→ TO DO
Put every line of the material below into a numbered list, omitting any blank lines.

→ PROVIDED RECORDS
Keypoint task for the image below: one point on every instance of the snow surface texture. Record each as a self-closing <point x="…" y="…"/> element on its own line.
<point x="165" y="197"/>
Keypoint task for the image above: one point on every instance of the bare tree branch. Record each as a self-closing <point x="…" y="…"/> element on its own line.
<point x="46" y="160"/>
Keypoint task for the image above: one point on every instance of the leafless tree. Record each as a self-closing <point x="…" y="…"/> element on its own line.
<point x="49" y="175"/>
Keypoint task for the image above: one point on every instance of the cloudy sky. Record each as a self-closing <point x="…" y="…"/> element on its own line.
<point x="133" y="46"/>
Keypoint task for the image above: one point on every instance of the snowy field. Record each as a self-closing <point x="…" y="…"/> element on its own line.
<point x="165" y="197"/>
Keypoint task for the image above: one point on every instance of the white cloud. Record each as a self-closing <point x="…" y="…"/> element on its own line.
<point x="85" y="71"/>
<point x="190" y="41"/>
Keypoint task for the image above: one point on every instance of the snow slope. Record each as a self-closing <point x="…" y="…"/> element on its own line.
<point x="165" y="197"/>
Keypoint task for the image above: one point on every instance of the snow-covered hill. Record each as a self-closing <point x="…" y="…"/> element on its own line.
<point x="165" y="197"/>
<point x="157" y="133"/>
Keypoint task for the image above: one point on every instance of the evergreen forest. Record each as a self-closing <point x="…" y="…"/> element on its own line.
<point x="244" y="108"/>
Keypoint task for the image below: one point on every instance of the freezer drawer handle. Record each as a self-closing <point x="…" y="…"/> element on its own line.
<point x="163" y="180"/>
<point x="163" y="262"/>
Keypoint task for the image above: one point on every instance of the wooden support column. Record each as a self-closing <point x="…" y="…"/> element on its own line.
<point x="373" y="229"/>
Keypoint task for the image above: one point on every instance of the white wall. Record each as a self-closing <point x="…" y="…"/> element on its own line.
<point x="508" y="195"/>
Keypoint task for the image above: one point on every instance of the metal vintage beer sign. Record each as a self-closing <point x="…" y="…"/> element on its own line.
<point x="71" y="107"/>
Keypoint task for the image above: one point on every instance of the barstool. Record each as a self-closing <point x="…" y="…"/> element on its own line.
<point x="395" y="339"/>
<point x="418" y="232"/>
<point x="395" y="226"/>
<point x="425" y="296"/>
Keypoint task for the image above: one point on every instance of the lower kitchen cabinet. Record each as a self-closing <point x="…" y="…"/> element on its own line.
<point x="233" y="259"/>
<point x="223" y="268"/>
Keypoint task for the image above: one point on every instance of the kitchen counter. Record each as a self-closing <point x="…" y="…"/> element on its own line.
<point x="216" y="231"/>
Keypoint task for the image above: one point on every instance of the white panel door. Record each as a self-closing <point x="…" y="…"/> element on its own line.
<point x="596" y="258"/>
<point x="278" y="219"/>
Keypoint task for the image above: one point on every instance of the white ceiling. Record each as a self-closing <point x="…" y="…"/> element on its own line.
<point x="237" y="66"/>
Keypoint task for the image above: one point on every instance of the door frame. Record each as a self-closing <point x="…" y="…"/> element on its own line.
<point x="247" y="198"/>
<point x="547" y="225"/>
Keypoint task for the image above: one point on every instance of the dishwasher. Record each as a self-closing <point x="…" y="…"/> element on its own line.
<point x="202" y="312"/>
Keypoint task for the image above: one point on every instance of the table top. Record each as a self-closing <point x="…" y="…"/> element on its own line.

→ SOLUTION TO THIS PROBLEM
1. Keypoint task for the image below: one point on every instance of the snow surface texture. Record each as a self-closing <point x="…" y="…"/> element on its own line.
2. <point x="165" y="197"/>
3. Keypoint task for the image above: one point on every instance of the bare tree branch. Record each as a self-closing <point x="…" y="…"/> element on its own line.
4. <point x="46" y="160"/>
5. Keypoint task for the image above: one point on every instance of the leafless tree. Record each as a self-closing <point x="…" y="…"/> element on its own line.
6. <point x="49" y="175"/>
7. Keypoint task for the image above: one point on every instance of the cloudy sky. Record each as a self-closing <point x="…" y="…"/> element on its own line.
8. <point x="133" y="46"/>
9. Keypoint task for the image above: one point on every instance of the snowy field. Record each as a self-closing <point x="…" y="…"/> element on its own line.
10. <point x="165" y="197"/>
11. Keypoint task for the image above: one point on every instance of the white cloud. Record each as a self-closing <point x="…" y="…"/> element on its own line.
12. <point x="85" y="71"/>
13. <point x="190" y="41"/>
14. Keypoint task for the image above: one point on every instance of the snow slope. Record each as a self-closing <point x="…" y="…"/> element on its own line.
15. <point x="165" y="197"/>
16. Keypoint task for the image above: one point on every instance of the snow-covered hill. Record each as a self-closing <point x="…" y="…"/> element on its own line.
17. <point x="165" y="197"/>
18. <point x="157" y="133"/>
19. Keypoint task for the image above: one point on every instance of the evergreen forest. Record each as a self-closing <point x="…" y="…"/> element on its own line.
20. <point x="244" y="108"/>
21. Keypoint task for the image below: one point on every instance of the freezer drawer handle. Record each as a self-closing <point x="…" y="…"/> element on its own line.
22. <point x="163" y="180"/>
23. <point x="163" y="262"/>
24. Keypoint task for the image above: one point on every instance of the wooden support column. Record each as a self-closing <point x="…" y="…"/> element on its own line.
25. <point x="373" y="229"/>
26. Keypoint task for the image above: one point on every instance of the white wall. Record each as a self-closing <point x="…" y="…"/> element on its own line.
27. <point x="508" y="195"/>
28. Keypoint task for the image above: one point on every instance of the metal vintage beer sign. Record each as a self-closing <point x="…" y="…"/> element on its own line.
29. <point x="71" y="107"/>
30. Keypoint task for the image above: one point on every instance of the barstool. Record each as a self-closing <point x="…" y="…"/> element on its own line.
31. <point x="395" y="339"/>
32. <point x="418" y="232"/>
33. <point x="395" y="226"/>
34. <point x="425" y="296"/>
35. Keypoint task for the image above: one point on every instance of the lower kitchen cabinet. Record each as a self-closing <point x="…" y="…"/> element on its own line.
36. <point x="233" y="259"/>
37. <point x="223" y="268"/>
38. Keypoint task for the image above: one point on every instance of the kitchen counter. Record each as a self-closing <point x="…" y="…"/> element on its own line.
39. <point x="216" y="231"/>
40. Keypoint task for the image above: one point on every instance of the white panel door. Record each as a self-closing <point x="…" y="…"/> element on its own line.
41. <point x="596" y="258"/>
42. <point x="278" y="219"/>
43. Keypoint task for the image above: one point on every instance of the white ceiling. Record each as a self-closing <point x="…" y="…"/> element on its own line.
44. <point x="237" y="66"/>
45. Keypoint task for the image above: one point on every instance of the door frame. Record each as a self-closing <point x="…" y="…"/> element on its own line.
46. <point x="247" y="198"/>
47. <point x="547" y="225"/>
48. Keypoint task for the image above: one point on every instance of the dishwasher. Record each as a self-closing <point x="…" y="…"/> element on its own line.
49. <point x="202" y="312"/>
50. Keypoint task for the image above: one point on every instance of the table top. Record each as a self-closing <point x="…" y="…"/> element on its own line.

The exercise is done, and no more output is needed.